▸ 課題一覧
- a) 音声信号処理装置の文書について、次の記述が文書と一致するかを判定せよ。各記述に「はい」か「いいえ」で答え、判断の決め手となる文書中の語句をそのまま引用すること。(i) 従来の5.1CHサラウンドシステムの装置は、4系統のストリーム信号を出力する。(ii) 従来は、5.1CHと2CHの音源の切り換えにデジタルスイッチを用いていた。(iii) ADOUT2はストリーム3に相当する。
- b) 音声信号処理装置の文書の続きを書け。

▸ 原文抜粋
####################

説明

音声信号処理装置

【課題】 マルチCHサラウンドシステムにおいて、信号品位を低下することなくマルチCHと2CHの切り換えを行うことができる音声信号処理装置を提供する。
【解決手段】 マイコン1は、FL,FRオーディオデータ信号(ADOUT0)、SL,SRオーディオデータ信号(ADOUT1)、C,SWオーディオデータ信号(ADOUT2)、MIX−L,MIX−Rオーディオデータ信号(ADOUT3)のデータストリームを形成し、ADOUT0とADOUT0のいずれかが、セレクタ回路SELにより選択される。選択されたストリーム信号(ADOUT0とADOUT0のいずれか)がDAC1でアナログ信号に変換されて、アナログ信号、L,Rとして出力される。

【発明の詳細な説明】
【技術分野】
【0001】
この発明は、5.1CHシステム等のマルチCHサラウンドシステムに適用される音声信号処理装置に関する。
【背景技術】
【0002】
従来のマルチCHサラウンドシステムには、DVDプレーヤ等の音源装置からのマルチCHサラウンドステレオ信号を複数のデジタルストリーム信号として出力するデジタルストリーム信号処理装置を備えたものがあり、このような装置では、例えば5.1CHサラウンドシステムの場合、フロントL,Rの信号成分を含むストリーム信号FL−FR(以下、ストリーム1)と、サラウンドL,Rの信号成分を含むストリーム信号SL−SRと(以下、ストリーム2)、センタC、サブウーファSWの信号成分を含むストリーム信号C−SWと(以下、ストリーム3)、さらに、2CHの音源に対応するために、前記マルチCHサラウンドステレオ信号を2CHのL,R信号に合成したストリーム信号MIX−L,Rと(以下、ストリーム4)の4系統のストリーム信号を出力する。
【0003】
このようなシステムにおいて5.1CHと2CHの音源を選択するために、従来は、図4に示すようにストリーム信号の出力系統にアナログスイッチを設けて、切り換えていた。
【0004】
図4において、マイコン1は、DVDプレーヤ等の音源装置からの5.1CHサラウンドステレオ信号を、ADOUT0(ストリーム1に相当)、ADOUT1(ストリーム2に相当)、ADOUT2(ストリーム3に相当)、ADOUT3(ストリーム4に相当)として出力する。図5は、ADOUT0〜ADOUT3の各信号の内容を示している。

####################

ポインティングデータセットの行:
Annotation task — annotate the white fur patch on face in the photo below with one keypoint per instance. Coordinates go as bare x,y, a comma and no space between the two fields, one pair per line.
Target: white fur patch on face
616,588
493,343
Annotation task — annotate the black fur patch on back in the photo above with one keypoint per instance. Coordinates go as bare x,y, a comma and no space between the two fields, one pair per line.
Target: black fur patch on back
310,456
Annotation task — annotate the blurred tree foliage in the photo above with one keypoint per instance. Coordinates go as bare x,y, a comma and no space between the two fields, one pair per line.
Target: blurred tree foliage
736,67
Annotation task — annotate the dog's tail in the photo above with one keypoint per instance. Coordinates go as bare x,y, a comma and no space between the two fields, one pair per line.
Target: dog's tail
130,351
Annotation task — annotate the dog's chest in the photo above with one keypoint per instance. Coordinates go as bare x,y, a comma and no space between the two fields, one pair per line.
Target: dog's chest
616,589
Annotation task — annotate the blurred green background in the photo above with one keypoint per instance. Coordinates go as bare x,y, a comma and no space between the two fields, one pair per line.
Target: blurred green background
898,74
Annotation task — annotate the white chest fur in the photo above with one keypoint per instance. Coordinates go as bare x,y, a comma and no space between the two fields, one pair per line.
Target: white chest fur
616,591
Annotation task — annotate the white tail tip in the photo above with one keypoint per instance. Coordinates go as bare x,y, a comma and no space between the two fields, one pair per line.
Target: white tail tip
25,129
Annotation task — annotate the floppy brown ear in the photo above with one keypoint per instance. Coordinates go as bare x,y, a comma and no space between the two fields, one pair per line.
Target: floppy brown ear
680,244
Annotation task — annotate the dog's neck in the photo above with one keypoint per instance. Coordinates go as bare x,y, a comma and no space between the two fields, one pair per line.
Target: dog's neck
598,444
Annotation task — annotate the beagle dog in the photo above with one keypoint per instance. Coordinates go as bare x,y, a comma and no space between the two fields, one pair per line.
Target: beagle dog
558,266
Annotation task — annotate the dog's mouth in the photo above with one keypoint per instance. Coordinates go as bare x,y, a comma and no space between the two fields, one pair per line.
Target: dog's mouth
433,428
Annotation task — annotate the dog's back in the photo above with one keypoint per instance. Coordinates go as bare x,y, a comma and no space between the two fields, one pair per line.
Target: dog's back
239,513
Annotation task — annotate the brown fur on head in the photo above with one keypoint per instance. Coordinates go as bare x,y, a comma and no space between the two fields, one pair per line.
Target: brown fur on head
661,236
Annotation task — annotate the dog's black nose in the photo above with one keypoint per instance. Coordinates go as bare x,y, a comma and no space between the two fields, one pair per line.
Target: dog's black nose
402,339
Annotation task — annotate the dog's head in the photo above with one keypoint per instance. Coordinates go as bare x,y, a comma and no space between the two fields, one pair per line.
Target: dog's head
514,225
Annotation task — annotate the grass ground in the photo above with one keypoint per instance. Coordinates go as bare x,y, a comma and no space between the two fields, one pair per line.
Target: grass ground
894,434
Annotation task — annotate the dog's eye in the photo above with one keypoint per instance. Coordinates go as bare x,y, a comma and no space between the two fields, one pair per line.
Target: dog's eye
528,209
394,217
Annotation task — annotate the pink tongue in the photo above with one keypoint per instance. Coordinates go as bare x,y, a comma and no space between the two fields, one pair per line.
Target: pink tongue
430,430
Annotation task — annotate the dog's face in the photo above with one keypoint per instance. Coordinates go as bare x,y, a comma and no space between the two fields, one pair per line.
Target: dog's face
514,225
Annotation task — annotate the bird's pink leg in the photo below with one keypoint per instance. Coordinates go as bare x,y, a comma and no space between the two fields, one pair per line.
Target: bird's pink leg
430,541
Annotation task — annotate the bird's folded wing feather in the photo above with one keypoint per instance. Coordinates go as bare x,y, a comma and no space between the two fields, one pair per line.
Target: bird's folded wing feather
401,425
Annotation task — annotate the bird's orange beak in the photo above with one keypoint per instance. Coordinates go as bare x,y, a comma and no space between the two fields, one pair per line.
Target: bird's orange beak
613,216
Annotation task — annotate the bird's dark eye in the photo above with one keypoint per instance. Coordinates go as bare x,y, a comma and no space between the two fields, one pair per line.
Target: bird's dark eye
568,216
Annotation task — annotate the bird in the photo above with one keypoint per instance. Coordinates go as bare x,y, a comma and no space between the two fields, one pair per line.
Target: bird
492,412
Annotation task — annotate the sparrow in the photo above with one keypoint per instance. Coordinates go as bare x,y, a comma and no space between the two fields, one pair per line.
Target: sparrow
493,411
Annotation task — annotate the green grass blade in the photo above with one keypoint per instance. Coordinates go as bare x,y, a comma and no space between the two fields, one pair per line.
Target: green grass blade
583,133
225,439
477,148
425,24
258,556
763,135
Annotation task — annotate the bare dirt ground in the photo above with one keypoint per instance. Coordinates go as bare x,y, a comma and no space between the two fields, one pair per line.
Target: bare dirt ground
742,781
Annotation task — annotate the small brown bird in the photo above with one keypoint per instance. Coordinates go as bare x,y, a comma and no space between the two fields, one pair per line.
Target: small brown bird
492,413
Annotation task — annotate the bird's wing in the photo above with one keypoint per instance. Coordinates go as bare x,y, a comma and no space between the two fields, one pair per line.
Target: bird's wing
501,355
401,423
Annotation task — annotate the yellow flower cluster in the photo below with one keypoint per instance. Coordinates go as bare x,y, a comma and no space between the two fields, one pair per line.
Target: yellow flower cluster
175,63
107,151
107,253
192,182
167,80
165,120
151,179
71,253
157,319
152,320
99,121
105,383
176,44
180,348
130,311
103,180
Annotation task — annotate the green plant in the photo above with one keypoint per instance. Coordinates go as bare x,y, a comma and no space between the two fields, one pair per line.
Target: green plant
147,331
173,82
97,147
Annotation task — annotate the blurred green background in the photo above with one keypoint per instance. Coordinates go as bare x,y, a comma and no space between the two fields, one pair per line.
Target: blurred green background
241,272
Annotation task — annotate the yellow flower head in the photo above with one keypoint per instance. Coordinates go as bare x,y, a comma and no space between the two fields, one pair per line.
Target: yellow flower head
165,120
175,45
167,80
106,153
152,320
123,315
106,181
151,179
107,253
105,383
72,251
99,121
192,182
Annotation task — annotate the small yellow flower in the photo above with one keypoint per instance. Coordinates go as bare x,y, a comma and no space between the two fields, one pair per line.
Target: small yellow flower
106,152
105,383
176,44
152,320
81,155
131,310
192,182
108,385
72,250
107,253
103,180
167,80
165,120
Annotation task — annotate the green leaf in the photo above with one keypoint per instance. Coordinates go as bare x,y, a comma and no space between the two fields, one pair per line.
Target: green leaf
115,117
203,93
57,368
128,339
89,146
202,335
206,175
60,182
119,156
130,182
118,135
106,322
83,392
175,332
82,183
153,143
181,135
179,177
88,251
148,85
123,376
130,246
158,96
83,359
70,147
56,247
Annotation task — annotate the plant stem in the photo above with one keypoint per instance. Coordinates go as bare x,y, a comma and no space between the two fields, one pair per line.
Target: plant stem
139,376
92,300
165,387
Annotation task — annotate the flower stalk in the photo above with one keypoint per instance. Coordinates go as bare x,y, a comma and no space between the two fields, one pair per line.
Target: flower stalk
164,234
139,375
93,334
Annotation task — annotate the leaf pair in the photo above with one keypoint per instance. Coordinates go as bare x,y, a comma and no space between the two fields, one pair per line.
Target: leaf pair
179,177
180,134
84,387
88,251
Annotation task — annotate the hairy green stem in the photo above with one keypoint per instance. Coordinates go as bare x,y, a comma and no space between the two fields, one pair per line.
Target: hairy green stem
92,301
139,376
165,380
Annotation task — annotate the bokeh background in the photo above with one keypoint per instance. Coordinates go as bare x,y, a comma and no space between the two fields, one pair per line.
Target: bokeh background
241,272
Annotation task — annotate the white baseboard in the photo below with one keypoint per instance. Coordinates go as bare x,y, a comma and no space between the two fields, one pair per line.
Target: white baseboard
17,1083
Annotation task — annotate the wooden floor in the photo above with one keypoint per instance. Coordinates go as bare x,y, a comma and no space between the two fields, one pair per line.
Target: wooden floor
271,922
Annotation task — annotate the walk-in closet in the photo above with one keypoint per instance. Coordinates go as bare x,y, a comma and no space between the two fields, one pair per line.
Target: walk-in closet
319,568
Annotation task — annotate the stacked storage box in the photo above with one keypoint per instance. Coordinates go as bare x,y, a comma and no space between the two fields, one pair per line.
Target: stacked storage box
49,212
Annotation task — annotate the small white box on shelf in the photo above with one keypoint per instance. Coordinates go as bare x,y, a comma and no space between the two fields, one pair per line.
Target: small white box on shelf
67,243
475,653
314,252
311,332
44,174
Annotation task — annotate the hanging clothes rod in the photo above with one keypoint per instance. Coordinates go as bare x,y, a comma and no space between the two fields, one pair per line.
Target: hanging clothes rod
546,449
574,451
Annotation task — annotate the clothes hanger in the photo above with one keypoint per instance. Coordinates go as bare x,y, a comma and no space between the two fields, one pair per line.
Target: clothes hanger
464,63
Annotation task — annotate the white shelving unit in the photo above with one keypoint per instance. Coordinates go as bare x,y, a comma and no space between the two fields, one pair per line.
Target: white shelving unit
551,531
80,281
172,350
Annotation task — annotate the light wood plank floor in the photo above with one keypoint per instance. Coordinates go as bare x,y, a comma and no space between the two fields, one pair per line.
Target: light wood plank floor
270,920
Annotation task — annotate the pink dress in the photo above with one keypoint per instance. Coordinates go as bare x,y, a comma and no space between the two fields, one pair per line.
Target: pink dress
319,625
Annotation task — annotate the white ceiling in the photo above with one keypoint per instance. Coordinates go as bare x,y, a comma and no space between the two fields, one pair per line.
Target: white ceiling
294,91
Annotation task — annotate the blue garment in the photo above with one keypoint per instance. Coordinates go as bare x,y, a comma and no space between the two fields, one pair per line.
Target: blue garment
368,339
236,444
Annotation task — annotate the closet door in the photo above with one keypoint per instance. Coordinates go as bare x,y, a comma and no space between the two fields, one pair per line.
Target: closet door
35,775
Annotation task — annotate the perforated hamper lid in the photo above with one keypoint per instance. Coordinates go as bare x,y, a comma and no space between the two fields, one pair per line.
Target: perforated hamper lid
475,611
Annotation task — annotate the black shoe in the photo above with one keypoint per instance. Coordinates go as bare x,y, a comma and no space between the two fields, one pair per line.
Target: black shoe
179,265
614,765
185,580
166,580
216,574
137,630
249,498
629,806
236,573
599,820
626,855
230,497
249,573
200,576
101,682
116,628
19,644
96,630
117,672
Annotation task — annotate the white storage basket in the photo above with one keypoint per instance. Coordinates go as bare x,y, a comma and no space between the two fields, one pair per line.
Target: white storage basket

####################

▸ 課題別回答
- a)
(i) はい。「4系統のストリーム信号を出力する」
(ii) いいえ。「ストリーム信号の出力系統にアナログスイッチを設けて、切り換えていた」
(iii) はい。「ADOUT2(ストリーム3に相当)」

- b)
【0005】
すなわち、ADOUT0は、FL,FRオーディオデータ信号(フロントL,Rの信号成分の含むストリーム信号FL−FR)であり、ADOUT1は、SL,SRオーディオデータ信号(サラウンドL,Rの信号成分を含むストリーム信号SL−SR)であり、ADOUT2は、C,SWオーディオデータ信号(センタC、サブウーファSWの信号成分を含むストリーム信号C−SW)であり、ADOUT3は、5.1CHサラウンドステレオ信号を2CHのL,R信号に合成したMIX−L,MIX−Rオーディオデータ信号(ストリーム信号MIX−L,R)である。
【0006】
ADOUT0〜ADOUT3は、それぞれDAC(DAコンバータ)1〜4でアナログ信号に変換されるとともに(FL,FR)、(SL,SR)、(C,SW)、(MIX−L,MIX−R)に分離され、さらにLPFでノイズ除去などが行われる。LPFを通過した信号のうち、(FL,FR)と(MIX−L,MIX−R)については、アナログSWに入力し、(FL,FR)か(MIX−L,MIX−R)のいずれかが2CH//5.1CH切り換え信号により選択される。すなわち、2CHが設定されたときには、(MIX−L,MIX−R)が選択され、5.1CHが設定されたときには、(FL,FR)が選択される。
【0007】
一方、ホームシアター等の5.1CHオーディオシステムにおいて、デジタルストリームの段階で入力データの切り換えを行う構成が採用されることがある(例えば特許文献1参照)。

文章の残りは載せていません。